#### What you will do
Starting with the first line of the records, write out each line exactly until you have included the line containing "locate the palm tree trunk".

#### Data for processing
━━━━━━━━
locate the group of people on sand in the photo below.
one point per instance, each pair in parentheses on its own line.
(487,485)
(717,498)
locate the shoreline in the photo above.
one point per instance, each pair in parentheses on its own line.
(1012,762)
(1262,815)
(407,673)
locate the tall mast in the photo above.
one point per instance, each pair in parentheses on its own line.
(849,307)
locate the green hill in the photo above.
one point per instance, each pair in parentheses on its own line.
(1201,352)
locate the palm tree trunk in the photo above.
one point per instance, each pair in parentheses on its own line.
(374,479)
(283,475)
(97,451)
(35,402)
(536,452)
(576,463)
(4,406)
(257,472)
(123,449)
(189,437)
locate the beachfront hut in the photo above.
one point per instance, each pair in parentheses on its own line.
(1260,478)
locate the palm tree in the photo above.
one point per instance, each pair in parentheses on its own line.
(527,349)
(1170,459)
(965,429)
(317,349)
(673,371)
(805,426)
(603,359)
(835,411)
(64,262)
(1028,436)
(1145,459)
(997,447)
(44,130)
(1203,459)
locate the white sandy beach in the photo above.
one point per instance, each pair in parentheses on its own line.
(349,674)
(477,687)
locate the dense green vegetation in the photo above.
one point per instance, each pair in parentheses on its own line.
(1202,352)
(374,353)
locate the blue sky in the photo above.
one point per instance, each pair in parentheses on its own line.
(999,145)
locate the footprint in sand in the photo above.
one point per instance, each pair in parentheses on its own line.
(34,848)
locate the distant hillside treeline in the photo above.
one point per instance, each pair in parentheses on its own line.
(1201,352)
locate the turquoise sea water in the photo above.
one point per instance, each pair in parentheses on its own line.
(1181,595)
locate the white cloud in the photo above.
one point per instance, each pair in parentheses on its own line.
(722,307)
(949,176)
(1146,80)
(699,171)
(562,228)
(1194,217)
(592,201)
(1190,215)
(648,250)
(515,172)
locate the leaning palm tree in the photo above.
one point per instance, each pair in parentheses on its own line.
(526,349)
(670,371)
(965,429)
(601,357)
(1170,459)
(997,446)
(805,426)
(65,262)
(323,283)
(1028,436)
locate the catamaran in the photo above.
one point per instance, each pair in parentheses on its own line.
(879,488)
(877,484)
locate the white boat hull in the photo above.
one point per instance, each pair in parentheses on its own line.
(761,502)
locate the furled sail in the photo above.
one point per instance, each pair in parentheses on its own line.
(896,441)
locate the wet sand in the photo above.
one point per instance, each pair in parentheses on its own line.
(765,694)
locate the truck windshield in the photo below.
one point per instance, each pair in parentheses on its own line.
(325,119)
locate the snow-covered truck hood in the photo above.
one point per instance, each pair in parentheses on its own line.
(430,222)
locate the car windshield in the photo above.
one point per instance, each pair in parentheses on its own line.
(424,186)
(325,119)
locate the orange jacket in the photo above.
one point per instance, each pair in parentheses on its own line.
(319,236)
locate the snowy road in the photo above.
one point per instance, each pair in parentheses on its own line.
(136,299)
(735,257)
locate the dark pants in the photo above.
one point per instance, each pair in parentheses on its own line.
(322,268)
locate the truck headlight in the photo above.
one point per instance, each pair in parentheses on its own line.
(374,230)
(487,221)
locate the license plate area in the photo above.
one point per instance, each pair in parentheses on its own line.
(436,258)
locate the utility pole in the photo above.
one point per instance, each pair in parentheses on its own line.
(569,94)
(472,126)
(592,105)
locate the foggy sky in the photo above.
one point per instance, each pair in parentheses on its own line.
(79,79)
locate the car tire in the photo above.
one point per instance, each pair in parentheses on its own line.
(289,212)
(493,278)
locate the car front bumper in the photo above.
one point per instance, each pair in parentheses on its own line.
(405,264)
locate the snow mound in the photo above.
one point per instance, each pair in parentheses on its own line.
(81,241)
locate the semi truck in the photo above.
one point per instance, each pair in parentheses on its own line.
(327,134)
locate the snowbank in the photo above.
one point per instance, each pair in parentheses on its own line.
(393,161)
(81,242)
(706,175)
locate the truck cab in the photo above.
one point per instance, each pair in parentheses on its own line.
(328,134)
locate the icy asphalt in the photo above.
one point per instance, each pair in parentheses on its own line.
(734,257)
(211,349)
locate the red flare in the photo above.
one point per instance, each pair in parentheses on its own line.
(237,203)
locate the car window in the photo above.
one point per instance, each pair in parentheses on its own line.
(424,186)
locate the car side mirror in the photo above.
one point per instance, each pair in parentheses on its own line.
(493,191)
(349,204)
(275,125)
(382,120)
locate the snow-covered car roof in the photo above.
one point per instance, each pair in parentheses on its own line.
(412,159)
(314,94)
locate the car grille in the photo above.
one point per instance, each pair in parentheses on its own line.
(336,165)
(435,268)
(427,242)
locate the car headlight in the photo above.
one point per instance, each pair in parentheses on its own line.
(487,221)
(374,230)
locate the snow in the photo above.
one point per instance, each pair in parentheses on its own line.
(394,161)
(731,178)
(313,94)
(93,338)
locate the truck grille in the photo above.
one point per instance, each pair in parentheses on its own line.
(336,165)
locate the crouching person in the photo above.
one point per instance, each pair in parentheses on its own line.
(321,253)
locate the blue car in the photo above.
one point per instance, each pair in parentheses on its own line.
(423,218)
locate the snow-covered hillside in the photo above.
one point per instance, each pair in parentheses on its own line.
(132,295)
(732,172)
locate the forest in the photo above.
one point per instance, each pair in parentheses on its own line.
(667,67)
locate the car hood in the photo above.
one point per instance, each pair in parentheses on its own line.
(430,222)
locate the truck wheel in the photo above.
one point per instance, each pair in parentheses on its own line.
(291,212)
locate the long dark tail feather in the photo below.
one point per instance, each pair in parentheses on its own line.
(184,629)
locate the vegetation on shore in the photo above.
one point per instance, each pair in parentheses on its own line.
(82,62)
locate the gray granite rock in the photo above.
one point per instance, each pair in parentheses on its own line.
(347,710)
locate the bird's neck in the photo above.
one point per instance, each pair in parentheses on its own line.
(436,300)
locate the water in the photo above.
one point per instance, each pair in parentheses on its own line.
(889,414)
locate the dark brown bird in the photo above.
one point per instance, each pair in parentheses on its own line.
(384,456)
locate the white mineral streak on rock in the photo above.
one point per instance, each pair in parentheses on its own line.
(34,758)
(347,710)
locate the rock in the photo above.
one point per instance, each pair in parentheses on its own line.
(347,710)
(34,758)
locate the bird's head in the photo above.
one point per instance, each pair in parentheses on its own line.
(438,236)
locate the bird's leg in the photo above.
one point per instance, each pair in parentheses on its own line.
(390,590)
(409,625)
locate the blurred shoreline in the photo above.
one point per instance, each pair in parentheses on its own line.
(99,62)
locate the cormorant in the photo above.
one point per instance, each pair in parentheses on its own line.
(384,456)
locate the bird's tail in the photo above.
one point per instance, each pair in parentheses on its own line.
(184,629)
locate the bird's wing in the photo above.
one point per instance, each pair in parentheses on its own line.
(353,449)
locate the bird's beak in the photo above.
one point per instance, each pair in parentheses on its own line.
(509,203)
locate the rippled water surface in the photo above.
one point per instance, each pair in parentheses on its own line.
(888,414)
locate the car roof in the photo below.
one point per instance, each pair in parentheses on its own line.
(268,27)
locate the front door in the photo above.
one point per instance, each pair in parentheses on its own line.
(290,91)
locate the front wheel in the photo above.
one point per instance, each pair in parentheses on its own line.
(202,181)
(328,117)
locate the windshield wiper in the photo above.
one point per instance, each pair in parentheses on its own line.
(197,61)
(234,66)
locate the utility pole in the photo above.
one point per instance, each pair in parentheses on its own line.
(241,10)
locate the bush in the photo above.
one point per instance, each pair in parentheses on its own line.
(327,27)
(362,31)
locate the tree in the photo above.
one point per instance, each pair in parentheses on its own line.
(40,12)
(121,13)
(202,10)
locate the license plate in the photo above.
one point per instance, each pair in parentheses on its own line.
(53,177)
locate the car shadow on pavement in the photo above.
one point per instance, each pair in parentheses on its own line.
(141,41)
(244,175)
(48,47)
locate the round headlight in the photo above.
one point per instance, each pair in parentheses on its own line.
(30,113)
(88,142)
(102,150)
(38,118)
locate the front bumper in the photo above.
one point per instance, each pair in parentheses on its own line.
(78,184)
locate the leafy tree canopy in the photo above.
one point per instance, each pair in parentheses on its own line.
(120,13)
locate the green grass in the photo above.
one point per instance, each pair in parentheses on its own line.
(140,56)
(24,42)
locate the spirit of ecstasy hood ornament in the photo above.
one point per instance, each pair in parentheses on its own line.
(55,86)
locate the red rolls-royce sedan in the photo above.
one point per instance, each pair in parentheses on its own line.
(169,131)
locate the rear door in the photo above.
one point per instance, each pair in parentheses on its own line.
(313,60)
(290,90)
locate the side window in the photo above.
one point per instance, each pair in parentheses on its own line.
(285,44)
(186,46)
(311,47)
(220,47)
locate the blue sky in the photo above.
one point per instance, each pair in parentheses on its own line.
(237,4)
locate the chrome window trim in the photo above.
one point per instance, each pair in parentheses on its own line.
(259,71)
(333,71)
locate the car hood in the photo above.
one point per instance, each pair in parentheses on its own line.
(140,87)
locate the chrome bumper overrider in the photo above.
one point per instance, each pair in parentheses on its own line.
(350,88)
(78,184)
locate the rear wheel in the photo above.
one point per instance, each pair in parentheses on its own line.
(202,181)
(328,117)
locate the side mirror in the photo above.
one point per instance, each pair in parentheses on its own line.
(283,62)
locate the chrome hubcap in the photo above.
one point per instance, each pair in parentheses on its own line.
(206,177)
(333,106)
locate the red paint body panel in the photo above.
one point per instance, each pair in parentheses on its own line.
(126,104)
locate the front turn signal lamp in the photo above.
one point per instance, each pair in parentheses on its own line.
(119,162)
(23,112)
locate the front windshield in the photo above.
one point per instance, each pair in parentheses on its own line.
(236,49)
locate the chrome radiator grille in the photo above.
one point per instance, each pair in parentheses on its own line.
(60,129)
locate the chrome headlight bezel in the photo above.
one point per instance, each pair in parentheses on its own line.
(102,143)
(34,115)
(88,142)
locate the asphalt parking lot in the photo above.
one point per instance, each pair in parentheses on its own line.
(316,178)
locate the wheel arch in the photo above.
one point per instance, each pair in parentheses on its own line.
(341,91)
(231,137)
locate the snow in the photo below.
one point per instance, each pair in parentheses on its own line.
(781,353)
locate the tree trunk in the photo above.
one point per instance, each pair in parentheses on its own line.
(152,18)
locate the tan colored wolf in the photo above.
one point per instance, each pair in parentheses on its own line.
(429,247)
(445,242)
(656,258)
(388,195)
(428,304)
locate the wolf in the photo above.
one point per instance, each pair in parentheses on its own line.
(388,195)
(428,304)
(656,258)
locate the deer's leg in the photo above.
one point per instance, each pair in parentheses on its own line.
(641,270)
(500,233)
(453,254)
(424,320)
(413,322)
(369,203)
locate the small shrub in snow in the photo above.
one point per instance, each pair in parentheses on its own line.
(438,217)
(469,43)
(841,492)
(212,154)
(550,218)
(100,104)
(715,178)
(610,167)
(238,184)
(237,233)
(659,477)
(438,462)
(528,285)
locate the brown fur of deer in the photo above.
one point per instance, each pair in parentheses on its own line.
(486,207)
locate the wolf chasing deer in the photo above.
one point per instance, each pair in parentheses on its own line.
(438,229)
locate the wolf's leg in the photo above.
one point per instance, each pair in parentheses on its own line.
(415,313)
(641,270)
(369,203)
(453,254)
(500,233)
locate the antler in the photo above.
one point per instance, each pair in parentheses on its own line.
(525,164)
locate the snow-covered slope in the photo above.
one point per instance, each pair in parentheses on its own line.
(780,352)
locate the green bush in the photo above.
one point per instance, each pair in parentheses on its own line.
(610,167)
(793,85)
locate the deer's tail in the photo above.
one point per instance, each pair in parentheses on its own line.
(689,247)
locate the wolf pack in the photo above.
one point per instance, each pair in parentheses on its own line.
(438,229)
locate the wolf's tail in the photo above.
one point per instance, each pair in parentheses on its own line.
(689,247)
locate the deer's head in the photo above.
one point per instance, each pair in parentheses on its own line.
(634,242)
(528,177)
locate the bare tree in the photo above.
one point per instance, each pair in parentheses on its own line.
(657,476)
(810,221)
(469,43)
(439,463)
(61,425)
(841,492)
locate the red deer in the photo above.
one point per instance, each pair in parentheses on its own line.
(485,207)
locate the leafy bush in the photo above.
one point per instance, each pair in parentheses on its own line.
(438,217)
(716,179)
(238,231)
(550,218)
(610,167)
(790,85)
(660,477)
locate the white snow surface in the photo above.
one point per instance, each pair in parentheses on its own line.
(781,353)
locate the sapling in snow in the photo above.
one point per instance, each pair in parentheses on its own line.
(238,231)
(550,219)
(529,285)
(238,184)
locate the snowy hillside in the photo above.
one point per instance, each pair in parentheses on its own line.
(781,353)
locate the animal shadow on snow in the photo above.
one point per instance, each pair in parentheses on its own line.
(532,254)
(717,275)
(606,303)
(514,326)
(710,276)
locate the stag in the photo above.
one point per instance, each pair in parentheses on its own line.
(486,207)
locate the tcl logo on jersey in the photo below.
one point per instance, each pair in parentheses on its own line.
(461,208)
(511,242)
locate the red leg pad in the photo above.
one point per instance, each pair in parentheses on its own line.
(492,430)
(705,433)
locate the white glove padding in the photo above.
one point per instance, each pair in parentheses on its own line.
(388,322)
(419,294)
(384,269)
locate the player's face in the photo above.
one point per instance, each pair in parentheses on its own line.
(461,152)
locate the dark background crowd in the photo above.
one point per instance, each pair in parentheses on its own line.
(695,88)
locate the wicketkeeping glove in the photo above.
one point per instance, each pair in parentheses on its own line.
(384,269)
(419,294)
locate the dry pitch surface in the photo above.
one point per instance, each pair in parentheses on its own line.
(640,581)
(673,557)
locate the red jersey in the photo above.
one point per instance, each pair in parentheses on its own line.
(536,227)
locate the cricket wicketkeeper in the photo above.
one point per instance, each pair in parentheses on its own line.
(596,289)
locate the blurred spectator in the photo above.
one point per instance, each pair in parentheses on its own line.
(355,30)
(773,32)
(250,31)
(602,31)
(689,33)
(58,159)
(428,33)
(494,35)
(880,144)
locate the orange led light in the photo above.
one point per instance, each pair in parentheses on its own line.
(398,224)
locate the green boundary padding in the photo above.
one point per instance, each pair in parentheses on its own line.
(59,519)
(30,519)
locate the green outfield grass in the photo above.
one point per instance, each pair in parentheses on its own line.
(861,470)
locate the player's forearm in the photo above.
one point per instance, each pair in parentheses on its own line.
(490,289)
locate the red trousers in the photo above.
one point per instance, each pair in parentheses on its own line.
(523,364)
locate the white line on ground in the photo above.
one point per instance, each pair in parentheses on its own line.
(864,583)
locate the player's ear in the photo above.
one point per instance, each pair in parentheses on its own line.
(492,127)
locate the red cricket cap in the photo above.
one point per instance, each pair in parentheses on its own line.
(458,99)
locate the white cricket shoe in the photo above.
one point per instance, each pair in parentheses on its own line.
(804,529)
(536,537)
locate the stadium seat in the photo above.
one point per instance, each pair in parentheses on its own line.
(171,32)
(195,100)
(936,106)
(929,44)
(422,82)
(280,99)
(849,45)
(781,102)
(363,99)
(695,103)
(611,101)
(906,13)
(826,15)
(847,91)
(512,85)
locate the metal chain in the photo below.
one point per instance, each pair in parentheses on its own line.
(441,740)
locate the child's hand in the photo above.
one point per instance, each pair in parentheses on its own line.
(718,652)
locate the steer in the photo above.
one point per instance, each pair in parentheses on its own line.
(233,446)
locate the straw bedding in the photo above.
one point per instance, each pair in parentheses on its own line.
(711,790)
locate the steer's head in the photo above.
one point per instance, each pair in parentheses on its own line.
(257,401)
━━━━━━━━
#### Answer box
locate the group of people on sand in the photo below.
one point per instance, each pair in parentheses on its own line.
(487,485)
(717,498)
locate the shoreline in the photo above.
one point per instance, each pair in parentheses on its own line.
(1012,762)
(1262,815)
(407,673)
locate the tall mast in the photo above.
one point per instance, each pair in parentheses on its own line.
(849,307)
locate the green hill in the photo above.
one point per instance, each pair in parentheses on its own line.
(1201,352)
locate the palm tree trunk in the photo above.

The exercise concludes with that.